Input rows:
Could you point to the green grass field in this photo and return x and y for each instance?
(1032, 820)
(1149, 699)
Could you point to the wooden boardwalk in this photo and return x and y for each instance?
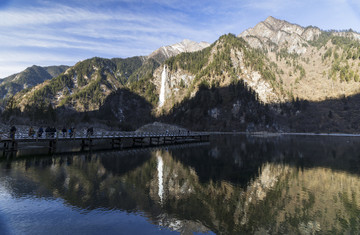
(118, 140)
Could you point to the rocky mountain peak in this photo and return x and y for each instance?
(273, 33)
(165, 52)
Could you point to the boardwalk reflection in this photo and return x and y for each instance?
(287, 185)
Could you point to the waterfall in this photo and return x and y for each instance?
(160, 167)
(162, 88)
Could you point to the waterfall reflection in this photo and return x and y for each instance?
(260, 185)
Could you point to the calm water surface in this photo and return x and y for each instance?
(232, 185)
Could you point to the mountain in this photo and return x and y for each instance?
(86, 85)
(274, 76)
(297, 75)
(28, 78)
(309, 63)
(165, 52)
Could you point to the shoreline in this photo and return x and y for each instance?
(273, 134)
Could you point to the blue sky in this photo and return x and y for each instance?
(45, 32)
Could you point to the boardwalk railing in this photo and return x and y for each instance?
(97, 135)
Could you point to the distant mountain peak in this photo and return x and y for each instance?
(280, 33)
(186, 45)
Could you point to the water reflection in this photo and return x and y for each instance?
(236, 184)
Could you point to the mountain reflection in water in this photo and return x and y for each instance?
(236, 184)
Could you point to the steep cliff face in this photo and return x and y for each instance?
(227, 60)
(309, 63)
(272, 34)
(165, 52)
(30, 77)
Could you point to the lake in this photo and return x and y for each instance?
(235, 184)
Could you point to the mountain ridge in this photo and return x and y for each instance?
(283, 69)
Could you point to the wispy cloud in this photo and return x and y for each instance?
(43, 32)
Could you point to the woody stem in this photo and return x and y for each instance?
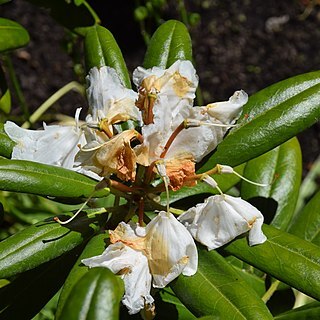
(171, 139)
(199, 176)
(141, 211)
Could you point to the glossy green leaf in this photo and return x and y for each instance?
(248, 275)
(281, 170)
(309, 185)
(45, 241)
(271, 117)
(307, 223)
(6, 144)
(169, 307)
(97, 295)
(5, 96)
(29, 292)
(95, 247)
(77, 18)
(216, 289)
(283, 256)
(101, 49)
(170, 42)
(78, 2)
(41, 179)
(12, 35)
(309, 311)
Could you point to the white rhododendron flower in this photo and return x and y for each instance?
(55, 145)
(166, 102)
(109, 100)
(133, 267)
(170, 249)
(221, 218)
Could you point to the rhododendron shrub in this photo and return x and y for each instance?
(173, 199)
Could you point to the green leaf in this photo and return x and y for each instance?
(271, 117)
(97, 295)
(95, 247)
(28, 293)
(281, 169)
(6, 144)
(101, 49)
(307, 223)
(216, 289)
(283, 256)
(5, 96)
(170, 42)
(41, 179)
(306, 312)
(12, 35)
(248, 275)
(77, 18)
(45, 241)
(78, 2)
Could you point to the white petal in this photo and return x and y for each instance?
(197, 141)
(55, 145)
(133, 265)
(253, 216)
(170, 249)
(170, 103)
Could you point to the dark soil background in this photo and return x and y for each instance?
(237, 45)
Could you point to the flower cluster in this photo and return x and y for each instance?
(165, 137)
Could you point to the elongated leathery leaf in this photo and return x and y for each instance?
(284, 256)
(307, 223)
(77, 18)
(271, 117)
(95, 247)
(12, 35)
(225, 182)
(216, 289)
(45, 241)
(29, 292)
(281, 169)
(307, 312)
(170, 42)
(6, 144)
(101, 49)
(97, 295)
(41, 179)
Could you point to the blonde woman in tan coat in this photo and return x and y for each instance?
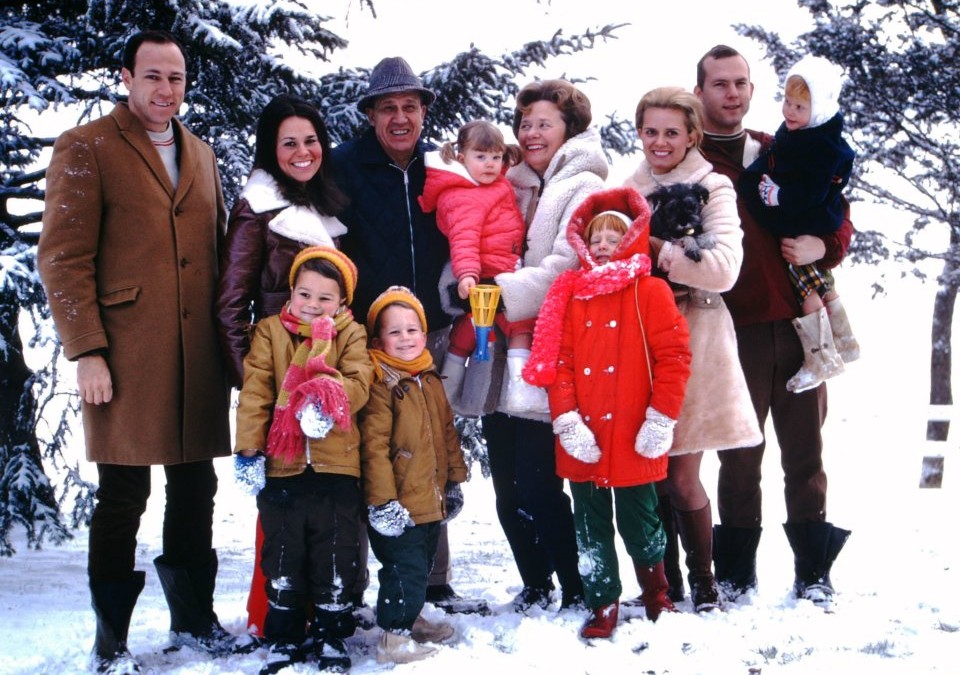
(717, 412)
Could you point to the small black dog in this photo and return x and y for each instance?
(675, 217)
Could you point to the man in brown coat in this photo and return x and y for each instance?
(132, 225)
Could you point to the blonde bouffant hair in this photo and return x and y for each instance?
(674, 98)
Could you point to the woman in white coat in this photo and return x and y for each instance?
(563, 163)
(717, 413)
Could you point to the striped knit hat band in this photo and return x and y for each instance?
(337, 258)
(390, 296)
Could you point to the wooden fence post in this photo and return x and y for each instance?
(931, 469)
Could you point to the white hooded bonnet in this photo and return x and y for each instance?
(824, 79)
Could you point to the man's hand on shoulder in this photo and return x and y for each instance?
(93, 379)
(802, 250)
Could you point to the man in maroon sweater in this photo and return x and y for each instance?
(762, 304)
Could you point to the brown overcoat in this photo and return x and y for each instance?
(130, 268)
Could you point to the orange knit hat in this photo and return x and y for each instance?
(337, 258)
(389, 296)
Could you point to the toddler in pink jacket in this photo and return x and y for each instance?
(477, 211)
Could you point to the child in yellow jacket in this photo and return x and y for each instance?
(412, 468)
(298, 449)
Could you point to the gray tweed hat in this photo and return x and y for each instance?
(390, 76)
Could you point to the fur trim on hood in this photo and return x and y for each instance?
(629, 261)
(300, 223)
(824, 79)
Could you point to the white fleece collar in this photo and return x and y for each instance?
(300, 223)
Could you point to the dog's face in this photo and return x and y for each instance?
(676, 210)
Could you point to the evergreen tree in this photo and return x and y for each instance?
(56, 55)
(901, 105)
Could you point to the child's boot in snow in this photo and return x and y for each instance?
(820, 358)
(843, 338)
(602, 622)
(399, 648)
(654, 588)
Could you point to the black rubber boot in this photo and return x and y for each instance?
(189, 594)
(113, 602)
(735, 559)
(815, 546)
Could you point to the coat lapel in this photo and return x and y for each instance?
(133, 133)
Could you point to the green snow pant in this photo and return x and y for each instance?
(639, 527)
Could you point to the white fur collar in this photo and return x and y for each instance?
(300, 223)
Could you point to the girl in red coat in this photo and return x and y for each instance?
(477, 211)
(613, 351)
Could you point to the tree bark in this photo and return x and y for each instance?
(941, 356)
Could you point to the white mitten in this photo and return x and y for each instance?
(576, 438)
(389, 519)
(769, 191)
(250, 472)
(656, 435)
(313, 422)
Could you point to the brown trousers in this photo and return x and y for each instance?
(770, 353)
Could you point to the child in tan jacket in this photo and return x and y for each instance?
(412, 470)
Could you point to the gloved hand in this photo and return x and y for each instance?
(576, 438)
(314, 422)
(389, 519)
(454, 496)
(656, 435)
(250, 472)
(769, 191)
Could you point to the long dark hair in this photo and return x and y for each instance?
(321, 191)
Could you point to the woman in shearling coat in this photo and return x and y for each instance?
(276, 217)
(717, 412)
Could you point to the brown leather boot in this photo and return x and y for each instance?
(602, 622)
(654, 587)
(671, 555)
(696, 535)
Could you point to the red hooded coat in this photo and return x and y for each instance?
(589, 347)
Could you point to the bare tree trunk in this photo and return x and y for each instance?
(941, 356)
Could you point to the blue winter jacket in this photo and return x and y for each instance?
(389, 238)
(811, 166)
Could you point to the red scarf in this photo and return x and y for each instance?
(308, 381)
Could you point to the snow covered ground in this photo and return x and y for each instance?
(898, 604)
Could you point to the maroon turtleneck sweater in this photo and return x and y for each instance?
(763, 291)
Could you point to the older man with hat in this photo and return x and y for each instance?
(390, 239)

==

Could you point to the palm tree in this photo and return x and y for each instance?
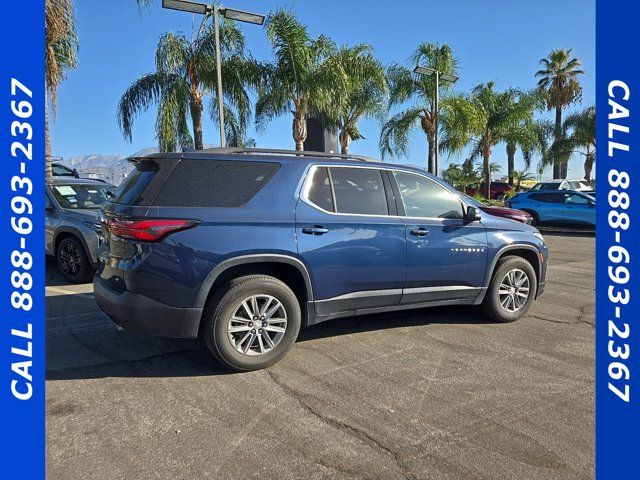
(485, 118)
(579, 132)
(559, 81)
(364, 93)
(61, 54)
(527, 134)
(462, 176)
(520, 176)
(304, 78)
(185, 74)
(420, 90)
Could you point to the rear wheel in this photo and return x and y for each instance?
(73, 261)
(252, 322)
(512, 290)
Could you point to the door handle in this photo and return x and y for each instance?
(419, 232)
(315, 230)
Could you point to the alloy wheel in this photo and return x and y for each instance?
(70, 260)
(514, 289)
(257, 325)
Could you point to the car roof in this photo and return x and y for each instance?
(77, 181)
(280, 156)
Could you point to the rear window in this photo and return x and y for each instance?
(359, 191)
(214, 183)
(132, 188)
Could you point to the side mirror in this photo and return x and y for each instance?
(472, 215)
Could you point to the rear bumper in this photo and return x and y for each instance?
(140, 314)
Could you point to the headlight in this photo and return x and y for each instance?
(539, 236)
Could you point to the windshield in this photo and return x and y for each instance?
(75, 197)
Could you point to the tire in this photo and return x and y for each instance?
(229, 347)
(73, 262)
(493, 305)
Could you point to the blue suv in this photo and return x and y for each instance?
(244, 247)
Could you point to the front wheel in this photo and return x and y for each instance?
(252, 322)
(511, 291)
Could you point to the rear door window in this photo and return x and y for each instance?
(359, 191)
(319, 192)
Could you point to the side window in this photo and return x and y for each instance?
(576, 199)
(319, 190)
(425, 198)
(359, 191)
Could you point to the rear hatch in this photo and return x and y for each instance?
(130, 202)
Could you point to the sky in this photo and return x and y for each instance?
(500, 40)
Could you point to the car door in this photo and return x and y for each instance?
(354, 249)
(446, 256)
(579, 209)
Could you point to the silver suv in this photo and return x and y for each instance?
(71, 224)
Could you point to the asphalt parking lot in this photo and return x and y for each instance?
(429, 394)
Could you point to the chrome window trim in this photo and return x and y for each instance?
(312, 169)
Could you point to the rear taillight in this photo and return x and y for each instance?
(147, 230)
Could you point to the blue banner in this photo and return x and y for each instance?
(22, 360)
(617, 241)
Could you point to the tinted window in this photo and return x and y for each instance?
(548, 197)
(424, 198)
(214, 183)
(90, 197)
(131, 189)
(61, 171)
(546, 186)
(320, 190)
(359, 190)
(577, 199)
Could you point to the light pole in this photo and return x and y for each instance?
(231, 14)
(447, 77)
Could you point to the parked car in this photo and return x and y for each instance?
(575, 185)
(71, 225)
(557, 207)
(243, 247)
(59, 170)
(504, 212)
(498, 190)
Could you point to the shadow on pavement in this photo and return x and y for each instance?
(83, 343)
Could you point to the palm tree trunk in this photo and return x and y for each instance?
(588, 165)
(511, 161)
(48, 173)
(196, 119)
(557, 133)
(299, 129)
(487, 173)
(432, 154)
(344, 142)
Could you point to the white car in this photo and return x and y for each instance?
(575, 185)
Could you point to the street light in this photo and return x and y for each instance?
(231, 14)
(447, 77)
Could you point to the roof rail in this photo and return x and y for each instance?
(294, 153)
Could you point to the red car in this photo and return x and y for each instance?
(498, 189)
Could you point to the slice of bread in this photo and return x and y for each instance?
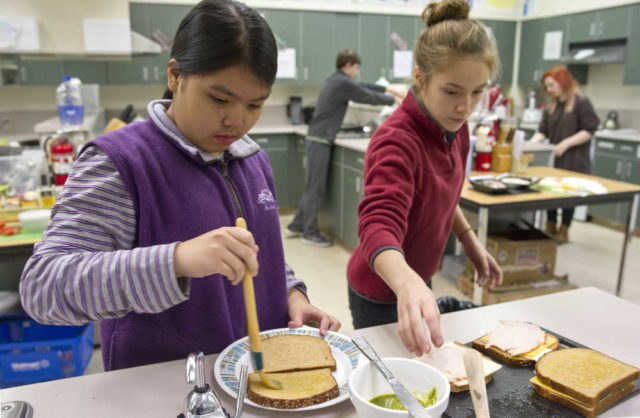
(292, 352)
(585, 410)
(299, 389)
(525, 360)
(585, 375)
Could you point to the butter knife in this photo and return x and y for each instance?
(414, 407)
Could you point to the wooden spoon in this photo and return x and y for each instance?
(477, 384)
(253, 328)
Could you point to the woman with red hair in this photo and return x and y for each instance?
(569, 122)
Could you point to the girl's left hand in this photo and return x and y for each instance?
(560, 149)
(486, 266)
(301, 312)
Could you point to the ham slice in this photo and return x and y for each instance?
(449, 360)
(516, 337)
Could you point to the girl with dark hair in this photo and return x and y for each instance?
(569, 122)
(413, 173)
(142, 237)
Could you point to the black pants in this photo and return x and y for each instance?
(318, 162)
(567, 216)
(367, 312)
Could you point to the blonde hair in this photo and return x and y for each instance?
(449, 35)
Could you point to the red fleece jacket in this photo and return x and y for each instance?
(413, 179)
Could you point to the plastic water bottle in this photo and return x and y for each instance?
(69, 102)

---

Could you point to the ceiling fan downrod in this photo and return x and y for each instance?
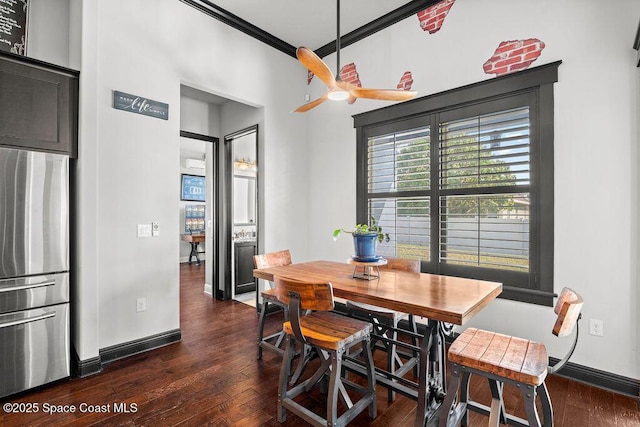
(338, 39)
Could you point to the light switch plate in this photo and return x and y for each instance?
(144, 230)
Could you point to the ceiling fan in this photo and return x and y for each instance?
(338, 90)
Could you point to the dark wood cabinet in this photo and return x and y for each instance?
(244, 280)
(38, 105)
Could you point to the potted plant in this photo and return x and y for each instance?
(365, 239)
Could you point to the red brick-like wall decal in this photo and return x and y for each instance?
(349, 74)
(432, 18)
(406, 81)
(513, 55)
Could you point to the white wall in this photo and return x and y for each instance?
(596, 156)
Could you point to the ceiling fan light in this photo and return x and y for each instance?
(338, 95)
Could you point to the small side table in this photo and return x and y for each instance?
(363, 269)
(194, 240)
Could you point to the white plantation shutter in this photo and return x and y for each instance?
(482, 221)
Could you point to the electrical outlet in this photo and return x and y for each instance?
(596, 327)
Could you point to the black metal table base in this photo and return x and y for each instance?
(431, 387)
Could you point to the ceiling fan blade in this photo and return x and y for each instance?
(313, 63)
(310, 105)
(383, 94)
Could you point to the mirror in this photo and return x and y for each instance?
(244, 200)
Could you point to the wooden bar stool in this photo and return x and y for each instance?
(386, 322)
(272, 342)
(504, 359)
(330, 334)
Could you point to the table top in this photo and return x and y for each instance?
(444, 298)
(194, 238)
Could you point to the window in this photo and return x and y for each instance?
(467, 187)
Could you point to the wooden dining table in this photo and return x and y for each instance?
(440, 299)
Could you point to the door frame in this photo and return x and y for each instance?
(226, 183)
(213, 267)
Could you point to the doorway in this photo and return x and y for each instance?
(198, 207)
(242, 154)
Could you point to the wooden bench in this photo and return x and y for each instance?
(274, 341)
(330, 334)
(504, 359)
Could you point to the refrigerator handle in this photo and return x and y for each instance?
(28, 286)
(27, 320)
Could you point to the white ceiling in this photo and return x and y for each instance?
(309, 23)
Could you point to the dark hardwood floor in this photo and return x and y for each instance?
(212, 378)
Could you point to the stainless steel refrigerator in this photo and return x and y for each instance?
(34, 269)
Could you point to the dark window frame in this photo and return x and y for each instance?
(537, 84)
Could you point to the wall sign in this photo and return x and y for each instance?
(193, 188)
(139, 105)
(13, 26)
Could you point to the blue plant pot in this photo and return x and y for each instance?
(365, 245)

Exercise: How many lines in the records above contain the string "boardwalk"? Case counts, so match uppercase and lowercase letters exactly, and reply with the number alone.

Complete response: 3